Your instructions:
From the line with "box: [41, 94, 66, 126]" to the final line, print the records exactly as they are.

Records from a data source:
···
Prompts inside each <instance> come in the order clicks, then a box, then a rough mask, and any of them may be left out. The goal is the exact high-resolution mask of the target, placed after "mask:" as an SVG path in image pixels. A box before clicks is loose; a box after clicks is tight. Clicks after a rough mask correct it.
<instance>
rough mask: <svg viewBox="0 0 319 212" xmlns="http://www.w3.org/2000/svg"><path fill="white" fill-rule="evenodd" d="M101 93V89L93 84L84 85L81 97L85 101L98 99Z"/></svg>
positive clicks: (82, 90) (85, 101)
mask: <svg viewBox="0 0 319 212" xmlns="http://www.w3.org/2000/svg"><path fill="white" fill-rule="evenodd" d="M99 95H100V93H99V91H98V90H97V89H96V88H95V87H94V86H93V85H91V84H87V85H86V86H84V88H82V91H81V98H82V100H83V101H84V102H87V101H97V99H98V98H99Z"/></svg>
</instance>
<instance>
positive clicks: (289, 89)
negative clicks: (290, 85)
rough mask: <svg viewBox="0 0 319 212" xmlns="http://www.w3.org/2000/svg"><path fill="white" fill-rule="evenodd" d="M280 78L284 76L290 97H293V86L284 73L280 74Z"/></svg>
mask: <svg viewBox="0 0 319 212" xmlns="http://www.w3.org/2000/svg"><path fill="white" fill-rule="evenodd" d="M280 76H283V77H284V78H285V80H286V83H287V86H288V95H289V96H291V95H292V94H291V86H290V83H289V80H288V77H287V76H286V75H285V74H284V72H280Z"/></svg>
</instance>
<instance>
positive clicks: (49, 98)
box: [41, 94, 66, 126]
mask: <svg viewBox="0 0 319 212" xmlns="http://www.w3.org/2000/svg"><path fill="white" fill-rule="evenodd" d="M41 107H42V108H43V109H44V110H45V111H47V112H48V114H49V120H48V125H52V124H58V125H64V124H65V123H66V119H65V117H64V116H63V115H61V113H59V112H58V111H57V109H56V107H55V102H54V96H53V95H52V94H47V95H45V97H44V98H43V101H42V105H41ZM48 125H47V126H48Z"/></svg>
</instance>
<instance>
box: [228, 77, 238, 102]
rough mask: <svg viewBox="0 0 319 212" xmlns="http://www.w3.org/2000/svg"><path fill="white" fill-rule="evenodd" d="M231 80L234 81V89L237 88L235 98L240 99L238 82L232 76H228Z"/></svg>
···
Answer below:
box: [41, 94, 66, 126]
mask: <svg viewBox="0 0 319 212" xmlns="http://www.w3.org/2000/svg"><path fill="white" fill-rule="evenodd" d="M41 107H42V108H43V109H44V110H45V111H47V112H48V114H49V120H48V125H52V124H58V125H64V124H65V123H66V119H65V117H64V116H63V115H61V113H59V112H58V111H57V109H56V107H55V102H54V96H53V95H52V94H47V95H45V97H44V98H43V101H42V105H41ZM48 125H47V126H48Z"/></svg>
</instance>
<instance>
box: [228, 77, 238, 102]
rough mask: <svg viewBox="0 0 319 212" xmlns="http://www.w3.org/2000/svg"><path fill="white" fill-rule="evenodd" d="M231 80L234 81V89L237 88L235 98L240 99L238 82L232 76H228Z"/></svg>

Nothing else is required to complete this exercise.